[Brief 1]: From the article on the ACA ruling below, set down everything from "Well, not exactly." down to "the courts closely.".
[Brief 2]: In the article on the ACA ruling, what year did the ACA's Medicaid expansion program take effect?

[Text]:
☆ ☆ ☆ ☆ ☆ ☆ ☆

What a Judge’s Ruling on Health Care Means – and Doesn’t Mean – for Patients
Four experts comment on the potential impact of a Texas judge's ruling on the constitutionality of the Affordable Care Act.
The news started rippling through social media like an earthquake late on Friday evening: A judge in Texas had declared the Affordable Care Act unconstitutional.
The whole thing, from health insurance programs that cover millions of people, to provisions about health insurance coverage for people with health problems, to measures aimed at improving quality, safety, and delivery of health care.
Eight years and nine months after it became law, six and a half years after the Supreme Court ruled on it, and more than a year after an attempted repeal in the U.S. House of Representatives, the ACA was struck down.
Well, not exactly. The ruling doesn’t take effect immediately.
So what should people who get their health coverage through the ACA, or pay less for their insurance because of it, or work in health care clinics and hospitals that get paid by ACA insurance plans, know?
Four IHPI experts comment:
The law professor
“Right now, nothing changes. The ACA remains in place, and no one's going to lose their coverage. We've still got years of appeals ahead of us,” says Nicholas Bagley, J.D., a U-M law professor who follows the ACA’s fate in Congress and the courts closely.
Bagley, who specializes in studying laws regarding the executive branch of the federal government, has shared detailed explanations of the ruling via his Twitter feed and in a Washington Post opinion piece soon after the ruling.
The primary care doctor focused on prevention
The court case against the ACA that led to the ruling focused on a specific provision: the former financial penalty that used to be imposed on people who chose not to buy health insurance. That penalty is going away thanks to Congressional action in the tax bill passed last year, but the court case was about whether the ACA could still stand without the requirement to buy health insurance.
That question didn’t consider all of the other things the ACA includes, says a U-M primary care physician who actually helped write parts of the original law, and has proposed ways to improve it.
“While imperfect, the ACA has many popular provisions including coverage of dependent children up to age 26, and access to many essential preventive care services at no consumer cost,” says Mark Fendrick, M.D., a professor of internal medicine who heads U-M’s Center for Value Based Insurance Design. “It also provides reassurance to the more than 130 million Americans with pre-existing conditions, that they can access insurance coverage at a similar cost to those without a chronic disease.”
Fendrick, who helped shape some of the ACA’s preventive care provisions, has worked in recent years to promote changes that could help people with chronic conditions get even more help from the ACA. He plans to continue that effort.
The Medicaid researcher
One of the largest groups to be affected by the ACA is people who live at or near the poverty line, which is an income of about $12,400 for a single person and $25,000 for a family of four. Before the ACA, only certain people in this income range could get covered by the Medicaid program.
But since 2014, when the ACA’s Medicaid expansion program took effect, that number has grown, says John Z. Ayanian, M.D., M.P.P., director of the U-M Institute for Healthcare Policy and Innovation and leader of U-M’s effort to study the impact of that program in Michigan.

☆ ☆ ☆ ☆ ☆ ☆ ☆

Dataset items
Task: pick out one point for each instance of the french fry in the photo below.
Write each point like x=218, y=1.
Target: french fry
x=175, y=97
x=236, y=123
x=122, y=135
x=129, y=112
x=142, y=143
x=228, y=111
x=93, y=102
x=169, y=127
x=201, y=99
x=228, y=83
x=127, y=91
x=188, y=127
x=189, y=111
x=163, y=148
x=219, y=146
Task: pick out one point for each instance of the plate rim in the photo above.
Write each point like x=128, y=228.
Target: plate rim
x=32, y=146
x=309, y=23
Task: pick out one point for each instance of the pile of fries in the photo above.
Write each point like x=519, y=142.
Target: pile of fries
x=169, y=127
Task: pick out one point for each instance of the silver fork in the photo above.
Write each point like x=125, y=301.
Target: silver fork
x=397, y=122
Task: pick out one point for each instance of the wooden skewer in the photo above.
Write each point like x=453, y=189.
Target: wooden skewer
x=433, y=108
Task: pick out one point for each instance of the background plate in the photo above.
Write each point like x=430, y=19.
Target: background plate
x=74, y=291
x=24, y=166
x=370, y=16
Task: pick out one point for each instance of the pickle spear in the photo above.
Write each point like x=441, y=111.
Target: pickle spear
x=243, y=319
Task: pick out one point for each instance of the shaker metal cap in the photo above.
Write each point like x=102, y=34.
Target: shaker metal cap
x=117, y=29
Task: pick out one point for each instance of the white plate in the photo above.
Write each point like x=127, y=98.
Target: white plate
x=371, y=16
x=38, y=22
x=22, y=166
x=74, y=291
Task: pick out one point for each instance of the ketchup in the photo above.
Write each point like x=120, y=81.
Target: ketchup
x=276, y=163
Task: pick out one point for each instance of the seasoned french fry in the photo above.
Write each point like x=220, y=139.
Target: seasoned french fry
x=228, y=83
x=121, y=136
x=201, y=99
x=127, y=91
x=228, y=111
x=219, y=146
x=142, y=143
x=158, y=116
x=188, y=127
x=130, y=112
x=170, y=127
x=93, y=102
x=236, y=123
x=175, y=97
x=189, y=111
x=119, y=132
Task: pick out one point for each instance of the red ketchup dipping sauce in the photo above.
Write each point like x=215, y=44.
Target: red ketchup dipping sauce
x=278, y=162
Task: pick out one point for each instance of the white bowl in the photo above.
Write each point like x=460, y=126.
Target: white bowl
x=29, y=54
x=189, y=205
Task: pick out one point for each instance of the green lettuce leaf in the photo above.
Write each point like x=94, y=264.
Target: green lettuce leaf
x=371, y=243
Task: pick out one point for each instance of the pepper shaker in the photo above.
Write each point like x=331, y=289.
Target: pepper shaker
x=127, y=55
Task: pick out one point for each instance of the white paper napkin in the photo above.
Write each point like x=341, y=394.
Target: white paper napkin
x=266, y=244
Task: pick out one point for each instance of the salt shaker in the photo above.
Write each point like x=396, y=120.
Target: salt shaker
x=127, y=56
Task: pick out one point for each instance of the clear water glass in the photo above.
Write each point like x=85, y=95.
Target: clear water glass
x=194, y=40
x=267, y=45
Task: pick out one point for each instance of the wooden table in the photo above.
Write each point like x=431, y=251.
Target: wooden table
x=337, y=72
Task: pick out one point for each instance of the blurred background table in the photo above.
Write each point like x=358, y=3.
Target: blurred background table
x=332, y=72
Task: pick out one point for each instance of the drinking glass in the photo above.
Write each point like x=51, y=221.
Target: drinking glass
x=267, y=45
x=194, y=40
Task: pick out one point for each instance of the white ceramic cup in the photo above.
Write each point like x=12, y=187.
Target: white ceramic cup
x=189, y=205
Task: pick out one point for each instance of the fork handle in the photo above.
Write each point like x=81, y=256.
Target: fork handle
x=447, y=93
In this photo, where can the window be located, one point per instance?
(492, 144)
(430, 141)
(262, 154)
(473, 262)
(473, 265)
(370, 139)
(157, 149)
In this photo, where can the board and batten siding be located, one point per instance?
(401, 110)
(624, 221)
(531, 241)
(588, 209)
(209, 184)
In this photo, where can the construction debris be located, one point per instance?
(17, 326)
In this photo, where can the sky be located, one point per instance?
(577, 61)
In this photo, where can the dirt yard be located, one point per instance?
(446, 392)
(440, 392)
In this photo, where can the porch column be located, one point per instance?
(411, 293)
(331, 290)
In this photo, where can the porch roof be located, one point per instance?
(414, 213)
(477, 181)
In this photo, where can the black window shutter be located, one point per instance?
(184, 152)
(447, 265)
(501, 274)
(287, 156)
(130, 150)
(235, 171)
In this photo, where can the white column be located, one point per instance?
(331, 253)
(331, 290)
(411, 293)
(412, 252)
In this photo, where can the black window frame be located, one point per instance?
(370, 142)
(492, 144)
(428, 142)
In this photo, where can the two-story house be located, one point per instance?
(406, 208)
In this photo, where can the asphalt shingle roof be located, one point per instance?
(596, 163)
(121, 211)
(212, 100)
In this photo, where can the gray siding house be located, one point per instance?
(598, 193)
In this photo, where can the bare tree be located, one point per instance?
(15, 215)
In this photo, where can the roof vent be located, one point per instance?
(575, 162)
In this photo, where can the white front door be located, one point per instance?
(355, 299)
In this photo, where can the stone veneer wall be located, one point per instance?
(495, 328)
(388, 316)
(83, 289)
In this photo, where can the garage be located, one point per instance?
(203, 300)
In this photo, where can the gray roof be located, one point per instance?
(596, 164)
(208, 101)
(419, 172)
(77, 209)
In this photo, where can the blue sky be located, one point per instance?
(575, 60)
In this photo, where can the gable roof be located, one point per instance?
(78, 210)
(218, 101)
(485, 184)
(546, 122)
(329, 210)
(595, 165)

☆ ☆ ☆ ☆ ☆ ☆ ☆

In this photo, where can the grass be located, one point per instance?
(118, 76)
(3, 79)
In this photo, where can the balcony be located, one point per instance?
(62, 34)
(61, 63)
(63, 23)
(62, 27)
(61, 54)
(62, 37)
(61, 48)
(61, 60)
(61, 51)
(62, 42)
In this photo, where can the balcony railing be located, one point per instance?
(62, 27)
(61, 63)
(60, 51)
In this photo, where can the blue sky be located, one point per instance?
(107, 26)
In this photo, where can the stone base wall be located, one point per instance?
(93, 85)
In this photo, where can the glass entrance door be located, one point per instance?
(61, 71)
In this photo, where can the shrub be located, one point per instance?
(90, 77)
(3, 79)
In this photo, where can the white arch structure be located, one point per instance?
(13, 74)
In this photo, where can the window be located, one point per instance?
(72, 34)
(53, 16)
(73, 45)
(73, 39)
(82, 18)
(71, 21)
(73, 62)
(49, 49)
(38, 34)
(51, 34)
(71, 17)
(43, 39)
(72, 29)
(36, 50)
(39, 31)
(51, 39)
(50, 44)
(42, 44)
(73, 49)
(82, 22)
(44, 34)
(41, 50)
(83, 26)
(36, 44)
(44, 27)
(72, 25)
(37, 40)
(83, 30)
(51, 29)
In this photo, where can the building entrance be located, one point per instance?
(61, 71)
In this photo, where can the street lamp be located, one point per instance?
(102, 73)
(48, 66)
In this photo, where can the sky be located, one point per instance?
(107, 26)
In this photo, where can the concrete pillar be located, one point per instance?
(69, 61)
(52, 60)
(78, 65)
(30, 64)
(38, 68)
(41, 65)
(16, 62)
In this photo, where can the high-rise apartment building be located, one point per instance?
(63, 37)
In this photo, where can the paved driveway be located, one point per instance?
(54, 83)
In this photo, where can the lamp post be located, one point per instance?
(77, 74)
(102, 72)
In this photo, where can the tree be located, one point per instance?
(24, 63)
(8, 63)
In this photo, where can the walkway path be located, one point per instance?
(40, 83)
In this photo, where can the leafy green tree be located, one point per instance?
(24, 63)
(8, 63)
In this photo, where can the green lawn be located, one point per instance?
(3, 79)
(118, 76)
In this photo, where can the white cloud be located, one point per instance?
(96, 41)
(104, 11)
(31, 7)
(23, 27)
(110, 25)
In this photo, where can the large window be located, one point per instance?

☆ ☆ ☆ ☆ ☆ ☆ ☆

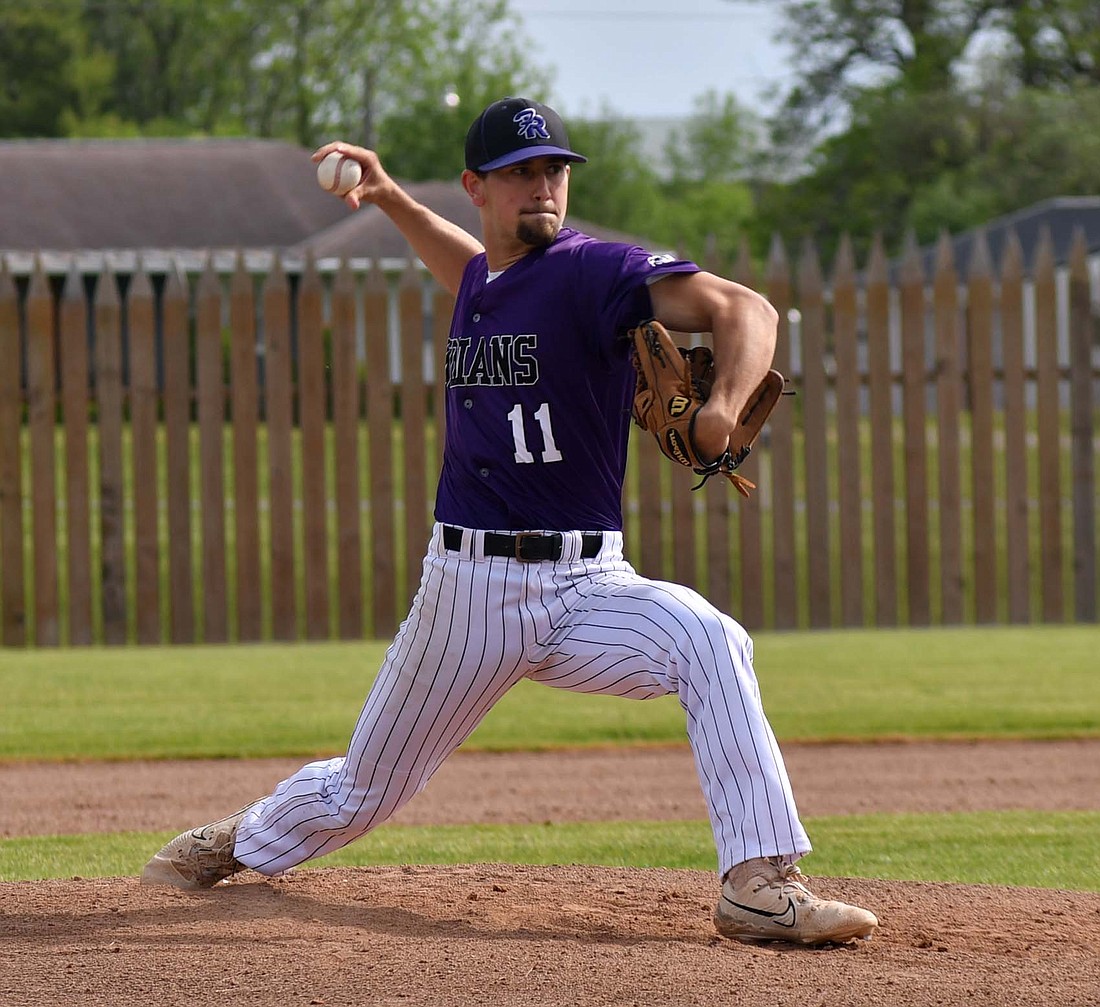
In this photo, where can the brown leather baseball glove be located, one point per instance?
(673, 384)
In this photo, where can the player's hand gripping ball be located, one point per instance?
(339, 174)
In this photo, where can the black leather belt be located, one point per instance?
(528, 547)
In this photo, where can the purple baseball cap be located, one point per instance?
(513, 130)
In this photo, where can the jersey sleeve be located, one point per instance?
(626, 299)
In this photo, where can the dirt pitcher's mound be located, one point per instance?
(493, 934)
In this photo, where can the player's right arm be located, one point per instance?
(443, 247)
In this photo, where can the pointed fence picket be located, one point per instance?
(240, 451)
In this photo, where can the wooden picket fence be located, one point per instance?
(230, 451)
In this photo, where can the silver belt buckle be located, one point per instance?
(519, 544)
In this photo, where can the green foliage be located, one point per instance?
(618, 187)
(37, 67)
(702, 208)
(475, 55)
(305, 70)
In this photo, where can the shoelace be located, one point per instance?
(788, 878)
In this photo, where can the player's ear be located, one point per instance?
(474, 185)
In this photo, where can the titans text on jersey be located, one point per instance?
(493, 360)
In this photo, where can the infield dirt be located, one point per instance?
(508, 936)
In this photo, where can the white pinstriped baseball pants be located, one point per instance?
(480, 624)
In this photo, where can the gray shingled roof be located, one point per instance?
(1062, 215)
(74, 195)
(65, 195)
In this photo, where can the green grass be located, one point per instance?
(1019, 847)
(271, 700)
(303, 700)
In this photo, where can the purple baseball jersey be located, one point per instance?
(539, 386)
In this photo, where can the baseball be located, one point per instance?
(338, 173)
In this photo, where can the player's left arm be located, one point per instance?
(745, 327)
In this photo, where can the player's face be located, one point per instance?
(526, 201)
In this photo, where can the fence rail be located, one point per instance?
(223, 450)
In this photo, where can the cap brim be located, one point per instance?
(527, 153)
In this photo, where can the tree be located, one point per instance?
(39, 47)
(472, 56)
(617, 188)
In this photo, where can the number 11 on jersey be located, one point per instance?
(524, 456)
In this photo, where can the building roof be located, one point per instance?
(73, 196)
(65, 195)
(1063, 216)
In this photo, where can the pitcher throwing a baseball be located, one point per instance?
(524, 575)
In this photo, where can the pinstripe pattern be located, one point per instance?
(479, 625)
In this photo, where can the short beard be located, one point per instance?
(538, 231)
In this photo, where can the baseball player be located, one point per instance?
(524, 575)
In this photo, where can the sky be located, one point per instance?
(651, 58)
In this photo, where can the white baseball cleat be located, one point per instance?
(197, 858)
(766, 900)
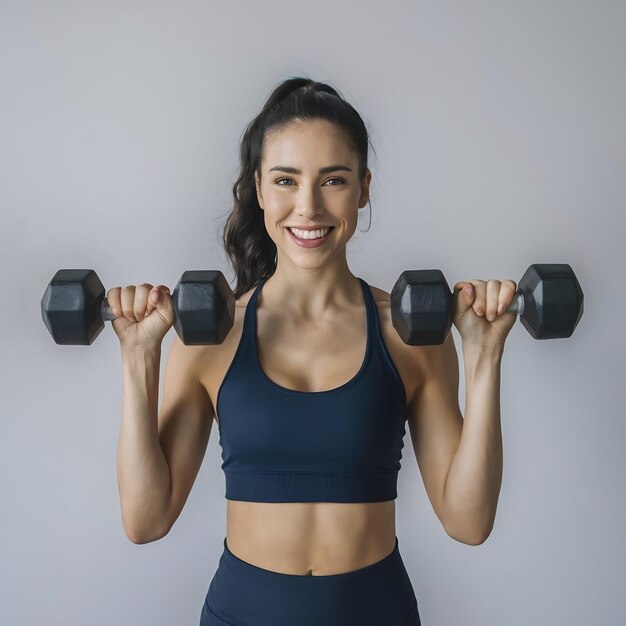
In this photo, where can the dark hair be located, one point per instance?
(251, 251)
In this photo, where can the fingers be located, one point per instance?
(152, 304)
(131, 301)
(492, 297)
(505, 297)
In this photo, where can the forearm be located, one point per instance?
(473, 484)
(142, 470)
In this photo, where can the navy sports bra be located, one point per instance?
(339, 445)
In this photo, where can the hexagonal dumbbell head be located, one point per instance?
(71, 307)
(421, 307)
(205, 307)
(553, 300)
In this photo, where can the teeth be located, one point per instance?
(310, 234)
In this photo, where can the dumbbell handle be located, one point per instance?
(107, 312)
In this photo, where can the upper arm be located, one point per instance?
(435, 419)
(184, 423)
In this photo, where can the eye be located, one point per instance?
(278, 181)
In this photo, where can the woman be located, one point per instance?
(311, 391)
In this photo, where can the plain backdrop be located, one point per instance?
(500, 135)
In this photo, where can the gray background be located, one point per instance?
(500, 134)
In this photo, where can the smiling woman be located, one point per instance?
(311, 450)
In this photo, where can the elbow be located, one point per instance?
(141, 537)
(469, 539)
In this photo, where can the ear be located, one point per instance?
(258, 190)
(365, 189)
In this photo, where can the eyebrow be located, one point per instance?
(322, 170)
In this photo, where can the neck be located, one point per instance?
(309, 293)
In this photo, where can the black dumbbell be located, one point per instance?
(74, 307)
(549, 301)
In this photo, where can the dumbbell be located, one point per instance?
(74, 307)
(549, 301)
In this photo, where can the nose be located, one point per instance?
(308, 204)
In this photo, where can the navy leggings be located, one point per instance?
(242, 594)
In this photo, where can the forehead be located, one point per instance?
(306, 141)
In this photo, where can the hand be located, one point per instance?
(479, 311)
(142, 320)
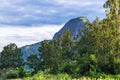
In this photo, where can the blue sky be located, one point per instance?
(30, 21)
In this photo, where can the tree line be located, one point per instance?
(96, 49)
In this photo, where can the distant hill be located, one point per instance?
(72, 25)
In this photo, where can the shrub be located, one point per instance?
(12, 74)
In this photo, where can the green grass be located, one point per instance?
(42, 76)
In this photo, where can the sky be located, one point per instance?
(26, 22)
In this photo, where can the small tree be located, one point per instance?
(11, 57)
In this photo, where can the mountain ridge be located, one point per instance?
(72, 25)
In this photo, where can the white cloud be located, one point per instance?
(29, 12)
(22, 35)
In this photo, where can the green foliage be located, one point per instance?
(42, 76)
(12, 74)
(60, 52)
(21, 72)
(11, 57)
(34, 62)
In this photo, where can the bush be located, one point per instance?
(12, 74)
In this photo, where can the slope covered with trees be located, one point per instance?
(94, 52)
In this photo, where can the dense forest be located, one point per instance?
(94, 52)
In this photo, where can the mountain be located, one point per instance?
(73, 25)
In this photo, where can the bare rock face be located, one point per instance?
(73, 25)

☆ ☆ ☆ ☆ ☆ ☆ ☆

[Exercise result 1]:
Well, not exactly. The ruling doesn’t take effect immediately.
So what should people who get their health coverage through the ACA, or pay less for their insurance because of it, or work in health care clinics and hospitals that get paid by ACA insurance plans, know?
Four IHPI experts comment:
The law professor
“Right now, nothing changes. The ACA remains in place, and no one's going to lose their coverage. We've still got years of appeals ahead of us,” says Nicholas Bagley, J.D., a U-M law professor who follows the ACA’s fate in Congress and the courts closely.

[Exercise result 2]: 2014